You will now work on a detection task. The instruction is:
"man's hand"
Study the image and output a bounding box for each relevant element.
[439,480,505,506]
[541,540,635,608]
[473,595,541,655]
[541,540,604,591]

※

# [Exercise requirements]
Please copy out all of the records above in full, requests included, and multiply every bounding box coordinate by 1.05, rounding each result to the nearest whole number with halves rounded up.

# [Solved problem]
You will now work on a detection task. The instruction is:
"man's hand"
Study the image and output a bounding box for each relevant element.
[461,504,530,531]
[568,567,667,638]
[497,625,568,688]
[568,567,634,621]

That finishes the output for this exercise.